━━ SUPPLIED INFORMATION

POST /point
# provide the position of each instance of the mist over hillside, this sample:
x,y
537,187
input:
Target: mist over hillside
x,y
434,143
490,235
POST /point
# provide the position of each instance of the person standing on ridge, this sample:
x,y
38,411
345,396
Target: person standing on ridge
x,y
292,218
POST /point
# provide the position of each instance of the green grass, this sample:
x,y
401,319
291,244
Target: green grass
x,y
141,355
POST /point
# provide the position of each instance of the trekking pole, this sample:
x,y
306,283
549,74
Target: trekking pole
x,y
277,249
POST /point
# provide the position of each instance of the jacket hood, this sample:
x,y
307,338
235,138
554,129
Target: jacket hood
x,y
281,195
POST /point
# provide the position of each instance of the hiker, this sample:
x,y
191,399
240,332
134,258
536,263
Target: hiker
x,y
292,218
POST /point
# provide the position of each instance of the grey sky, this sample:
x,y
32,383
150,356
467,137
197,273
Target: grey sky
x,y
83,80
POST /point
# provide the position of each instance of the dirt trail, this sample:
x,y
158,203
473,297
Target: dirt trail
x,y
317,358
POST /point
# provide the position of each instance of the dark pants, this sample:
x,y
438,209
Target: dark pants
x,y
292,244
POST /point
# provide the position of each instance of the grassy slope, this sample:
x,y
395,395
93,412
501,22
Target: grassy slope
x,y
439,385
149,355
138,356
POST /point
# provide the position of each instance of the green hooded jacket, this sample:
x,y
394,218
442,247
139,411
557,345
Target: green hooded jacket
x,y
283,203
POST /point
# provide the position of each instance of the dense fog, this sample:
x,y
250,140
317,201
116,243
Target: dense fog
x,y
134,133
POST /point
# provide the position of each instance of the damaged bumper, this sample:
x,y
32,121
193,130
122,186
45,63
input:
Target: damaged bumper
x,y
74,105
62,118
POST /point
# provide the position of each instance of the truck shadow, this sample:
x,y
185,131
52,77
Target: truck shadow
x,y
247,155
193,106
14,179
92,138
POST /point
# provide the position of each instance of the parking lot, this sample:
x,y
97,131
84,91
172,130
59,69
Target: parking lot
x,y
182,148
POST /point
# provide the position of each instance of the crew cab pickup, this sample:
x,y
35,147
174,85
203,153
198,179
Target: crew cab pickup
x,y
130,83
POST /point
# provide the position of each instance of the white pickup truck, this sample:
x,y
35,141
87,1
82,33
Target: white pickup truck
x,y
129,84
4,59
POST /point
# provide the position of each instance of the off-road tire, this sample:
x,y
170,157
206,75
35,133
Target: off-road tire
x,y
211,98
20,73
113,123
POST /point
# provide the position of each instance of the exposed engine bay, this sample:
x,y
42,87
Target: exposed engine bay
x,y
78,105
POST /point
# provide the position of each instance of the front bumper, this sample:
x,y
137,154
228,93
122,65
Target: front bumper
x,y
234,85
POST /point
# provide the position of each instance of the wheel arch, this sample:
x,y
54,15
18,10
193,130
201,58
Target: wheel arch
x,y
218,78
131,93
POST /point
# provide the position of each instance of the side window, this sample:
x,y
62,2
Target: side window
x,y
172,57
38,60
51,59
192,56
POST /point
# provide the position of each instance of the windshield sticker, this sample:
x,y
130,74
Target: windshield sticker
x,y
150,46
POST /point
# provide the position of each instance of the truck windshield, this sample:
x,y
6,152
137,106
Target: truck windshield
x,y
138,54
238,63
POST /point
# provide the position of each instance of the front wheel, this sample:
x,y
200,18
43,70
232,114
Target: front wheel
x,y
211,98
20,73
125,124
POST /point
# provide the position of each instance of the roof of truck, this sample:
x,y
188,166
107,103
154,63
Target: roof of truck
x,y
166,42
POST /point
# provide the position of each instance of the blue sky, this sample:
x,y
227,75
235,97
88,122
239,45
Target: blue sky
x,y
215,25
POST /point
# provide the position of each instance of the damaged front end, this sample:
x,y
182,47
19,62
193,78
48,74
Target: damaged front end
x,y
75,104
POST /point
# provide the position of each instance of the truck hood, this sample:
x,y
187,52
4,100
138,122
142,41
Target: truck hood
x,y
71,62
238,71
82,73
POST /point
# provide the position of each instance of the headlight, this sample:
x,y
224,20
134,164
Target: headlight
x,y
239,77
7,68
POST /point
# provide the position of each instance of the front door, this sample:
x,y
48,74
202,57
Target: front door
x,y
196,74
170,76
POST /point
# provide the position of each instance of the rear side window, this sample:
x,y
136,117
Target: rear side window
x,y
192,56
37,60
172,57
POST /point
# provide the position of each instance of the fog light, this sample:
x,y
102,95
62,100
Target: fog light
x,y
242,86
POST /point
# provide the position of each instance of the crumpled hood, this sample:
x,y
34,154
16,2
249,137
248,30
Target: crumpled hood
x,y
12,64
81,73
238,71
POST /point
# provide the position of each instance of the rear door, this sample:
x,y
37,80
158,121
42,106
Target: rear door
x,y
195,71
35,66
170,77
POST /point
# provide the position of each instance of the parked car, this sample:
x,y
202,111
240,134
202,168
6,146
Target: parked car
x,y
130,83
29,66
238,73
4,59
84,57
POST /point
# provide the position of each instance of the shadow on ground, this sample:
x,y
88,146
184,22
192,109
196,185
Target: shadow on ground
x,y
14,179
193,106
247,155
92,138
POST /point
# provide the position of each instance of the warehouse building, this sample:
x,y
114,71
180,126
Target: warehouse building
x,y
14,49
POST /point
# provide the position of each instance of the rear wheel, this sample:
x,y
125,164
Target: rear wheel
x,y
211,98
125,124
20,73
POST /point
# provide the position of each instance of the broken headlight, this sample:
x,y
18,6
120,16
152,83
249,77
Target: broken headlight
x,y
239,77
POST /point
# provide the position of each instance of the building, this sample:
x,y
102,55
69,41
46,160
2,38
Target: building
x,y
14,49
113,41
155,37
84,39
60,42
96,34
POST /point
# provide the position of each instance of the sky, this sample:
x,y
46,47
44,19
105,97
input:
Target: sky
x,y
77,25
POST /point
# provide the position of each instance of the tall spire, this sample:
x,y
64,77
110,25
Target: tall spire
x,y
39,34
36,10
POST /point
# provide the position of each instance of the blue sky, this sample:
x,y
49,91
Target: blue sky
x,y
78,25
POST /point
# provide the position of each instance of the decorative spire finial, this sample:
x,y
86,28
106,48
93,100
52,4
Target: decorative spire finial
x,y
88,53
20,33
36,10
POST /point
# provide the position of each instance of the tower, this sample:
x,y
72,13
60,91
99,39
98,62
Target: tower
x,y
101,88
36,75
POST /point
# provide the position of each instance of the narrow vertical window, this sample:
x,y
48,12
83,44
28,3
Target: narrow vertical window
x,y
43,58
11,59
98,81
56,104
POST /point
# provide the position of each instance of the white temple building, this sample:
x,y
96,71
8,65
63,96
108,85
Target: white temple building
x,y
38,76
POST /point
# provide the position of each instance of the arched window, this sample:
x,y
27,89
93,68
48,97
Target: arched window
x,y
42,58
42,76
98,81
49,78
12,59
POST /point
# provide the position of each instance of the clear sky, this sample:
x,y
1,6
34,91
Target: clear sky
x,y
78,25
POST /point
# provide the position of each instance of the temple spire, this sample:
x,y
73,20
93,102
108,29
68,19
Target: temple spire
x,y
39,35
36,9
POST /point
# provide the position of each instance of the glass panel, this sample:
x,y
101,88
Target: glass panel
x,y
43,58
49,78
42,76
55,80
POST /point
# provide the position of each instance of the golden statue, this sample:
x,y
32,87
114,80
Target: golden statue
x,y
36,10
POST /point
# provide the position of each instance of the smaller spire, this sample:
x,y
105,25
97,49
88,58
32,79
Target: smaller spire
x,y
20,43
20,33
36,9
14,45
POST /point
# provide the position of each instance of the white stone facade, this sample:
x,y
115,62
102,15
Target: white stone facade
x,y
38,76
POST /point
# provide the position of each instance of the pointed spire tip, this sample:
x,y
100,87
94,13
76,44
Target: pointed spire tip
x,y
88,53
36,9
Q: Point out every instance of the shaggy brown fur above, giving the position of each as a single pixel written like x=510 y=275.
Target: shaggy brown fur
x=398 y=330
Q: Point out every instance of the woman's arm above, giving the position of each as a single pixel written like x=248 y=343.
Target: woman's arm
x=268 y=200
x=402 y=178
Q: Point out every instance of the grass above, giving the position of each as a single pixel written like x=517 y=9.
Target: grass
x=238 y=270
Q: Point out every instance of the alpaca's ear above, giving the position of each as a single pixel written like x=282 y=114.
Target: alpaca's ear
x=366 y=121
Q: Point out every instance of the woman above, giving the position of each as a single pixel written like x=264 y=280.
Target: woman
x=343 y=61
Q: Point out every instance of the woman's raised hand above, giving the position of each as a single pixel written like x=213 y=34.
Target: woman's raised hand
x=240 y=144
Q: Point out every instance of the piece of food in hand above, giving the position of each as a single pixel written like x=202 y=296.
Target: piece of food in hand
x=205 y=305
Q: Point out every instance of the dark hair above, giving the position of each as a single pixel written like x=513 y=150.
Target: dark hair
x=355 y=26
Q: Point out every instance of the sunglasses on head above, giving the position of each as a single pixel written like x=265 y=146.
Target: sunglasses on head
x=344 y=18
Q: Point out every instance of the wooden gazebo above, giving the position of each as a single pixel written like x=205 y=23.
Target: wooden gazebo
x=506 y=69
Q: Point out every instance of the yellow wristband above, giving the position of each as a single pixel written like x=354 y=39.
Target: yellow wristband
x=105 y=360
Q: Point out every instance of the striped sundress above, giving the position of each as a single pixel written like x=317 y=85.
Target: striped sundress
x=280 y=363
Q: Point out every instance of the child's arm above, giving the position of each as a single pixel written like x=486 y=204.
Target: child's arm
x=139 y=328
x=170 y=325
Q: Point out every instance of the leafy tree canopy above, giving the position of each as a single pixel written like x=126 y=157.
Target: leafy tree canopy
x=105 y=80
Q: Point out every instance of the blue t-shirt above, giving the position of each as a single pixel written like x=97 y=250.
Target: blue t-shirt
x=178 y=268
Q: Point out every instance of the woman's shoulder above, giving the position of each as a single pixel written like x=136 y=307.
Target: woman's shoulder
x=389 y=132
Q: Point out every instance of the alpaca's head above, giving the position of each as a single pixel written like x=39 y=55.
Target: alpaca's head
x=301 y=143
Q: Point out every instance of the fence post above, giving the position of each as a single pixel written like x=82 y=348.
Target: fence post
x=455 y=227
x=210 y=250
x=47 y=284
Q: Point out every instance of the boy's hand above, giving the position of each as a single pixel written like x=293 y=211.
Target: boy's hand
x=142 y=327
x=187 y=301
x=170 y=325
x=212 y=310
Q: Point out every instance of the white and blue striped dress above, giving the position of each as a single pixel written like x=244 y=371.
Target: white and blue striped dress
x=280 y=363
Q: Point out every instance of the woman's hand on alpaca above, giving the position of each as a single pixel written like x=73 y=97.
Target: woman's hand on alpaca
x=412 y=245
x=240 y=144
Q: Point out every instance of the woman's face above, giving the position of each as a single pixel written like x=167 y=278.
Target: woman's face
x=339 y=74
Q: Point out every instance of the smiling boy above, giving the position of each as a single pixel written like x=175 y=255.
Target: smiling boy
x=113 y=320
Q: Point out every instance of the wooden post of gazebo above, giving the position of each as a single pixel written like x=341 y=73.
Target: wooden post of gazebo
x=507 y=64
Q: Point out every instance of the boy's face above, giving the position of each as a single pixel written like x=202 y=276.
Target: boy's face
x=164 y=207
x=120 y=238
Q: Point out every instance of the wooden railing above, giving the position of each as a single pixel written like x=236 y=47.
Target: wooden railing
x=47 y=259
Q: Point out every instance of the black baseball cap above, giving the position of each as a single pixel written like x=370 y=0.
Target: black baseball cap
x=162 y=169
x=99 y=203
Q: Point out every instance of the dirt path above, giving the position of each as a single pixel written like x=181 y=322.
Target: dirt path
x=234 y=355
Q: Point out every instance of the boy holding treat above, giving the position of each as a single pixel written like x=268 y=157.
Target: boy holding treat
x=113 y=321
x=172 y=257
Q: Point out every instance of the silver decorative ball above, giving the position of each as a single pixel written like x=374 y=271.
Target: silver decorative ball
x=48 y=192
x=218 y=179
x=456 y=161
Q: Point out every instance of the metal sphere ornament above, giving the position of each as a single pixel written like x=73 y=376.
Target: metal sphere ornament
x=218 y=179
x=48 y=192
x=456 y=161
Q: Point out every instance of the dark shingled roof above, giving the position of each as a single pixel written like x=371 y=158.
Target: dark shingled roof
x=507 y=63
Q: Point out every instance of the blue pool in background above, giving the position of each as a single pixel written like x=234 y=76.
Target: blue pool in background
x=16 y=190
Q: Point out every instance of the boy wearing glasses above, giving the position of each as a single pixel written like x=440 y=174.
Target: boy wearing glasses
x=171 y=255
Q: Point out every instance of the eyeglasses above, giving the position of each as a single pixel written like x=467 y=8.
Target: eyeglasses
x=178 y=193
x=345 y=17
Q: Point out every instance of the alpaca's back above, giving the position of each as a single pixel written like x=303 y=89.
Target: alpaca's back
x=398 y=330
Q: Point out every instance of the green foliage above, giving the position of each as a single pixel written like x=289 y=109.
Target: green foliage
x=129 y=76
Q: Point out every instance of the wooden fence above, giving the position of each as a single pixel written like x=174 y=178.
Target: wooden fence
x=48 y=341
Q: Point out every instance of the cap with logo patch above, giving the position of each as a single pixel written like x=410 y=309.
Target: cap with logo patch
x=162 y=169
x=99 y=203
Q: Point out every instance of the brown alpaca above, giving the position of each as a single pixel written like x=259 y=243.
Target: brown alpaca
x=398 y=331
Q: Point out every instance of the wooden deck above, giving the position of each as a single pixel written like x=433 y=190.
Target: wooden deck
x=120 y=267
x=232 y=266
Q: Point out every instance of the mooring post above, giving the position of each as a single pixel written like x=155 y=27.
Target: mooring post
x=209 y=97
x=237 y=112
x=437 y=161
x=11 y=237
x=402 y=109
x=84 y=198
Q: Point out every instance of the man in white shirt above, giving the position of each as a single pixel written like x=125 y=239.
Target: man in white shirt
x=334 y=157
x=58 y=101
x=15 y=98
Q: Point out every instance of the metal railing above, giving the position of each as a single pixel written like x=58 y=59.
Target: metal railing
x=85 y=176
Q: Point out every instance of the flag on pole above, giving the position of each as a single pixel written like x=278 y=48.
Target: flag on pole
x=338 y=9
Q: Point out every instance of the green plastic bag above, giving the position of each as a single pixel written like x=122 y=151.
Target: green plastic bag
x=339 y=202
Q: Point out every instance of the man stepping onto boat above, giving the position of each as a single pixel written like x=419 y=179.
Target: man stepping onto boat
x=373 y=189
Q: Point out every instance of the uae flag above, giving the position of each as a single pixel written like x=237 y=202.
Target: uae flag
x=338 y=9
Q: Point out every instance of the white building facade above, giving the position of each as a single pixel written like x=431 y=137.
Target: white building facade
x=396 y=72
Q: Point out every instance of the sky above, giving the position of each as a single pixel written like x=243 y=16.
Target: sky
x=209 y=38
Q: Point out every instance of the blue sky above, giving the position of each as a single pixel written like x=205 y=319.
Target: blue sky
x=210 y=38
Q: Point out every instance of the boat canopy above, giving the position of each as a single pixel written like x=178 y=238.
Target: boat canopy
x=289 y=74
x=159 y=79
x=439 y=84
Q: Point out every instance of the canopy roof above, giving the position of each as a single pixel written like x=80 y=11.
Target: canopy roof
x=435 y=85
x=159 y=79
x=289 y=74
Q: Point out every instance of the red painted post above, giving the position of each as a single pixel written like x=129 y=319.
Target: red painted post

━━━━

- **TASK OBJECTIVE**
With both ends included, please retype exactly the lines from the line containing "Q: Point out every instance of the sky" to the final line of the data.

- **EXERCISE RESPONSE**
Q: Point out every instance of the sky above, giving the position of each as a single pixel written like x=243 y=16.
Target: sky
x=209 y=38
Q: Point out every instance of the blue sky above, giving the position of each as a single pixel written like x=205 y=319.
Target: blue sky
x=210 y=38
Q: Point out every instance of the boat canopy above, giving the position of each as a single pixel written like x=178 y=238.
Target: boat canopy
x=289 y=74
x=159 y=79
x=439 y=84
Q: Point out every instance of the canopy roof above, giving the position of each as a single pixel written like x=80 y=11.
Target: canopy roof
x=435 y=85
x=159 y=79
x=289 y=74
Q: Point out every instance of the red painted post above, giving the position of each as a single pixel written like x=129 y=319.
Target: red painted post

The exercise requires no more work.